§ Exercise details
Please count the lines of the data below that contain the string "blind", with case counting, and give only the number.

§ Records provided
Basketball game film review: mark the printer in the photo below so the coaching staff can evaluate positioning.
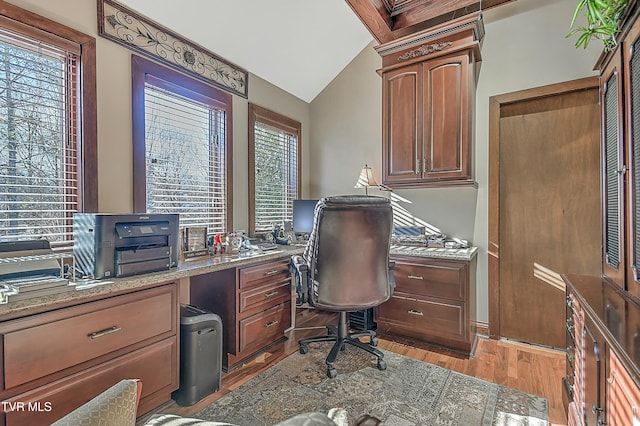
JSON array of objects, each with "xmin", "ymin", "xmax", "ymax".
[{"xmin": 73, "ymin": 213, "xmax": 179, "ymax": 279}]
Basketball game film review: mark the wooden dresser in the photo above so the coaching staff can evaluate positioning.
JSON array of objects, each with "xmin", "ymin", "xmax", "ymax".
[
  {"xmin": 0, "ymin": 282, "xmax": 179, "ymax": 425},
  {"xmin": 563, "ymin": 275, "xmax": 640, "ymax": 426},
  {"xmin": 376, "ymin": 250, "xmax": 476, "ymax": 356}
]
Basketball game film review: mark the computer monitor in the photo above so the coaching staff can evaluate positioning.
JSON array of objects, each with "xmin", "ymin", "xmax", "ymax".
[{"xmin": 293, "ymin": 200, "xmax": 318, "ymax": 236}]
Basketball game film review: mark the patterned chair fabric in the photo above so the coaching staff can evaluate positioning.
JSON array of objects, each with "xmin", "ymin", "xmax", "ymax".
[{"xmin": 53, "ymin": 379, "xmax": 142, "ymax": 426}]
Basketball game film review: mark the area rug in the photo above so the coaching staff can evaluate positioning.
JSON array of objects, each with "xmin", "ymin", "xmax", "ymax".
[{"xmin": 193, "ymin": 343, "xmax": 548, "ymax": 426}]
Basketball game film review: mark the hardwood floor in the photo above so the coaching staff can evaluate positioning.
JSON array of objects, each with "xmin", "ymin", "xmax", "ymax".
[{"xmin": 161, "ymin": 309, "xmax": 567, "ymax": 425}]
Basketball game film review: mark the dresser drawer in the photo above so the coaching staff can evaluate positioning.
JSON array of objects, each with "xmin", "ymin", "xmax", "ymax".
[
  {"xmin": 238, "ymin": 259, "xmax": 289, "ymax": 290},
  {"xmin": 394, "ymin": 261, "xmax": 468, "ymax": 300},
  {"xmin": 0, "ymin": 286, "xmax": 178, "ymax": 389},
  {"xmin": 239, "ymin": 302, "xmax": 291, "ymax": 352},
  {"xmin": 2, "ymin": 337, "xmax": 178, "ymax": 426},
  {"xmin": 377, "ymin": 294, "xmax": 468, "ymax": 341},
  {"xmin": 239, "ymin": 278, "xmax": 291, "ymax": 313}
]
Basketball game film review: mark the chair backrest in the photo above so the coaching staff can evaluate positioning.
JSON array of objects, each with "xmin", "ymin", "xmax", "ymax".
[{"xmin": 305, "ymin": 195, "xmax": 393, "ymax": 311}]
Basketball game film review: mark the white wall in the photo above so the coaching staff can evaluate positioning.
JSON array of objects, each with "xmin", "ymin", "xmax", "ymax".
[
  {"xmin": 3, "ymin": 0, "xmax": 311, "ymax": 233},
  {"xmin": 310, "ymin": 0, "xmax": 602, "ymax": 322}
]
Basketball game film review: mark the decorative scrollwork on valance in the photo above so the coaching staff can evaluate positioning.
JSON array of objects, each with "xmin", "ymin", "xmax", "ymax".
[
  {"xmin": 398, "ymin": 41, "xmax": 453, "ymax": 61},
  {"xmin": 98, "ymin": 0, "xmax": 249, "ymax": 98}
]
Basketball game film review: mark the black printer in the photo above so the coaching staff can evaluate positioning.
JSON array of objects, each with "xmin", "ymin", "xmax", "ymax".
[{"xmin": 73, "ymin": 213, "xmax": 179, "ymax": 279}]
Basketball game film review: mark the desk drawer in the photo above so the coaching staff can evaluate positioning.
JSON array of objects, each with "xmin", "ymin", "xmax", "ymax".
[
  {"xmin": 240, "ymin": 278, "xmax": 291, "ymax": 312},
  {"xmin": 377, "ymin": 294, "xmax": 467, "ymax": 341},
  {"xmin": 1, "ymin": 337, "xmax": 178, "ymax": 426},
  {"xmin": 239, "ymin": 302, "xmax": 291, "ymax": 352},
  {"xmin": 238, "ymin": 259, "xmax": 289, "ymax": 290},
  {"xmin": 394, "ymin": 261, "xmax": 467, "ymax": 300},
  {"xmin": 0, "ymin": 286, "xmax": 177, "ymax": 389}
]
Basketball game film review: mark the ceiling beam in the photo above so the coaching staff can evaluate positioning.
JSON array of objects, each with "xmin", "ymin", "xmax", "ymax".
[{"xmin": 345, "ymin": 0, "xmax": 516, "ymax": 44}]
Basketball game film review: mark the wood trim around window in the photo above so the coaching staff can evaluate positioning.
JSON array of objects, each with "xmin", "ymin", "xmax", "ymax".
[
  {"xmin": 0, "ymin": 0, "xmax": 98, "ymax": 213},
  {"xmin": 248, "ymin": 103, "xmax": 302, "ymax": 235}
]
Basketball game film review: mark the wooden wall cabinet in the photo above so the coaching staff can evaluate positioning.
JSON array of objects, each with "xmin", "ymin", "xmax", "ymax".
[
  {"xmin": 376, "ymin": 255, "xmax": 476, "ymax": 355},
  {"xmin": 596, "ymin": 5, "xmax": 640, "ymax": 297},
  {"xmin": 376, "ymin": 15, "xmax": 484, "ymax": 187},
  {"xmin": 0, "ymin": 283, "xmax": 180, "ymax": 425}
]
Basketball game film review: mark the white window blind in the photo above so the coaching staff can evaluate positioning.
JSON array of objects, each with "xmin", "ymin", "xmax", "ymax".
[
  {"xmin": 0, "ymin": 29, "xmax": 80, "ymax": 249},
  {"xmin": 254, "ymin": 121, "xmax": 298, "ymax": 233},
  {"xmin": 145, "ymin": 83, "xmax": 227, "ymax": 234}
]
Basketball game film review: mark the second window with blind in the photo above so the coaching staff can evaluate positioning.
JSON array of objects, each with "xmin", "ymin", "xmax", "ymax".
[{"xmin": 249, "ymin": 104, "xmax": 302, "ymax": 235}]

§ Reply to the task
2